What is expected: Beginning at the line containing "Scan for leafy", output every line to the end of the data below exactly as it appears.

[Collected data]
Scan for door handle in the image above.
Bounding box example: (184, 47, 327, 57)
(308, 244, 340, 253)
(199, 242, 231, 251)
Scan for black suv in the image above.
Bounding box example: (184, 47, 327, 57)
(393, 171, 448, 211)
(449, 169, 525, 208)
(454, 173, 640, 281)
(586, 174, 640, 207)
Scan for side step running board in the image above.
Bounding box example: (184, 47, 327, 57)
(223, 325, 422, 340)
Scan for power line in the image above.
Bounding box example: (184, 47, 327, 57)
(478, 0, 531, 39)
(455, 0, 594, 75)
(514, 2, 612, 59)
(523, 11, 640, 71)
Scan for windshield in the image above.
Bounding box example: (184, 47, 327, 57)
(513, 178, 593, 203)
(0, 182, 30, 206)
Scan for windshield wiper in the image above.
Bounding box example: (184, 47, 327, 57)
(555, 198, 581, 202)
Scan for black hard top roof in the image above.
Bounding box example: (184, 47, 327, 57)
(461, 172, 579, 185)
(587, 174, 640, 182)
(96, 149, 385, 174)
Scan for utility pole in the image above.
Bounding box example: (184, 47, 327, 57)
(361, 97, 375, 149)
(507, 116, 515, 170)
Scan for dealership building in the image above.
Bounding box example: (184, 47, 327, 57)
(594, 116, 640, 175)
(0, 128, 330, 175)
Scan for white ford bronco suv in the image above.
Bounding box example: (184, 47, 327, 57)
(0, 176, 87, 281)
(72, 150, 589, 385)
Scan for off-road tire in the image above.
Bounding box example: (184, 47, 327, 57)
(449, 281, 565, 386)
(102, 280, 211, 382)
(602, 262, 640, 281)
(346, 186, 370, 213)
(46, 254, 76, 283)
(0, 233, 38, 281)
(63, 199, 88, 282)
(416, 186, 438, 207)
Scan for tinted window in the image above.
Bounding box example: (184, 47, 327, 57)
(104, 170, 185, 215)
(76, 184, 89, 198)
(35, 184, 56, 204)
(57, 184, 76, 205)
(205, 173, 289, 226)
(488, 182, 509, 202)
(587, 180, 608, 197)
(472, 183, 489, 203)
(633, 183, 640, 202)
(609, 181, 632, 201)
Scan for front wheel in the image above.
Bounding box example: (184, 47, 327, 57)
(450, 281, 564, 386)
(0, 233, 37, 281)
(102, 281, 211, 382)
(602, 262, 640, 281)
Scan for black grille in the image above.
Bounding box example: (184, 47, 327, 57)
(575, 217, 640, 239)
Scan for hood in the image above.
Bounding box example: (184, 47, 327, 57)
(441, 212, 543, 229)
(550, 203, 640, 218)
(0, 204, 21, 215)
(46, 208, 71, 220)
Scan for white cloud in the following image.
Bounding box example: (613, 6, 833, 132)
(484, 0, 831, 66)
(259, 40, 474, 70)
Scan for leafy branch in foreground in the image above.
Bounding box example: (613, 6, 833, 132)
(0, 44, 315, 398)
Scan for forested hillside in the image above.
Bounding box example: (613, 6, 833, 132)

Problem solution:
Scan for leafy branch in foreground in the image above.
Bounding box example: (613, 6, 833, 132)
(0, 44, 315, 398)
Scan for forested hillside in the image above.
Bounding box example: (613, 6, 833, 132)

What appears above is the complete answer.